- Extrait cité
Laissez-moi reprendre les pensées douces et graves sur lesquelles me laisse cette trop imparfaite ébauche de l’état philosophique du monde. Nous avons suivi l’apôtre Paul dans ses pauvres et laborieux voyages, en Asie, en Macédoine et en Grèce ; nous sommes retournés avec lui à Jérusalem, la tempête nous a jetés à Malte, et nous venons enfin de poser, à Pouzzol, le pied sur la terre d’Italie. Aux Trois Tavernes et au forum d’Appius, nous avons rencontré nos frères de Rome, venus au-devant de nous, et, joints à eux, nous suivons lentement la voie Appia, dont les bords sont alternativement semés de villas et de sépulcres.

- Consigne
Traduisez en anglais cette phrase de l'extrait cité ci-dessus : « Laissez-moi reprendre les pensées douces et graves sur lesquelles me laisse cette trop imparfaite ébauche de l’état philosophique du monde. »

- Données fournies
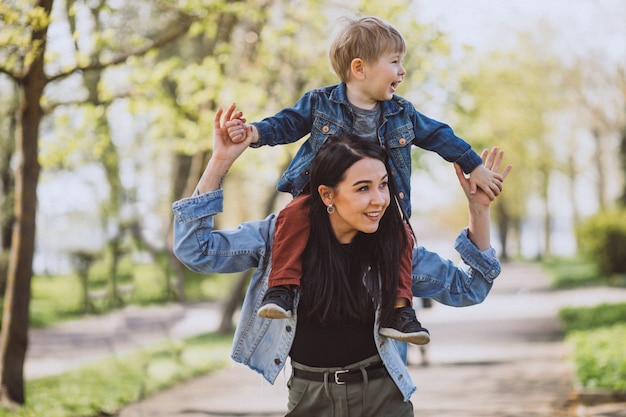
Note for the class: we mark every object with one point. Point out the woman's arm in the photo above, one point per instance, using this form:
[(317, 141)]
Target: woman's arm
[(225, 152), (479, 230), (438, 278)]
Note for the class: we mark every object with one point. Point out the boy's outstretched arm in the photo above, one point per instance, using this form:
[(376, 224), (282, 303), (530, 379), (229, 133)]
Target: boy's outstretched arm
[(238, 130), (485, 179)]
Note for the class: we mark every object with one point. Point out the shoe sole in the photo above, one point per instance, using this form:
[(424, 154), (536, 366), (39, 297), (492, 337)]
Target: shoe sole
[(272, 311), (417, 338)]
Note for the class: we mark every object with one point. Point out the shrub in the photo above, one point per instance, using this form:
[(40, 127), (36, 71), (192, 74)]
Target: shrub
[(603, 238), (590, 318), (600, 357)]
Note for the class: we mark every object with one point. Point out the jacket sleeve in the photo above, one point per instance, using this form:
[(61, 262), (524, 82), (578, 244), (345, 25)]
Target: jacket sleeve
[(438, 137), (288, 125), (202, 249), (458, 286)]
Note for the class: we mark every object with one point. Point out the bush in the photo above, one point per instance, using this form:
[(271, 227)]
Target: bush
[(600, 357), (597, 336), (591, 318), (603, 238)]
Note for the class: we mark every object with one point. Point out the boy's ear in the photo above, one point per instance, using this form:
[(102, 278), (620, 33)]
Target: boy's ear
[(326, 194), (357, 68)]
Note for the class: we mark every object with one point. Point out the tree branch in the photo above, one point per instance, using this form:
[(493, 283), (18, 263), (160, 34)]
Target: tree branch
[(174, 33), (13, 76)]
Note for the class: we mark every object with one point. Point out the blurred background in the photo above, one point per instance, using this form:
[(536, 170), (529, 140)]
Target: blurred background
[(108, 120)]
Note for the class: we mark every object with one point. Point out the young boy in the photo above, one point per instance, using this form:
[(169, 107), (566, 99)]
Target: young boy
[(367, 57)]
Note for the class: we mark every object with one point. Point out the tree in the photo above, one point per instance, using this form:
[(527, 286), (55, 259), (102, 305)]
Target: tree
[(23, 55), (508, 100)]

...

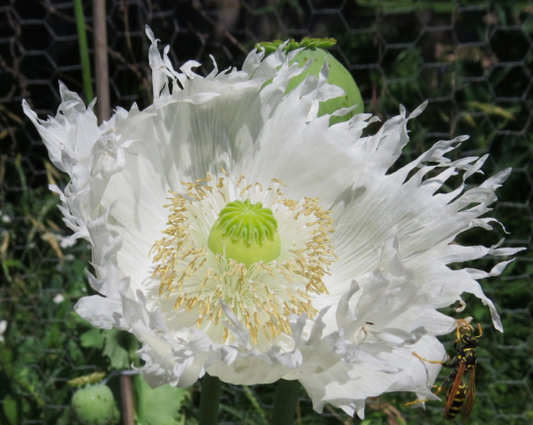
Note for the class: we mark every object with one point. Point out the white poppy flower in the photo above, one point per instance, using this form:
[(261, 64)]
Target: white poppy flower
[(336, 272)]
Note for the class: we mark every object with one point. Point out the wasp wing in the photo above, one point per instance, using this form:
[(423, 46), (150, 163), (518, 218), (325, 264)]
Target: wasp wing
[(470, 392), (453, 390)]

- Réponse
Let me return to the gentle and solemn thoughts with which this far too imperfect sketch of the philosophical state of the world leaves me.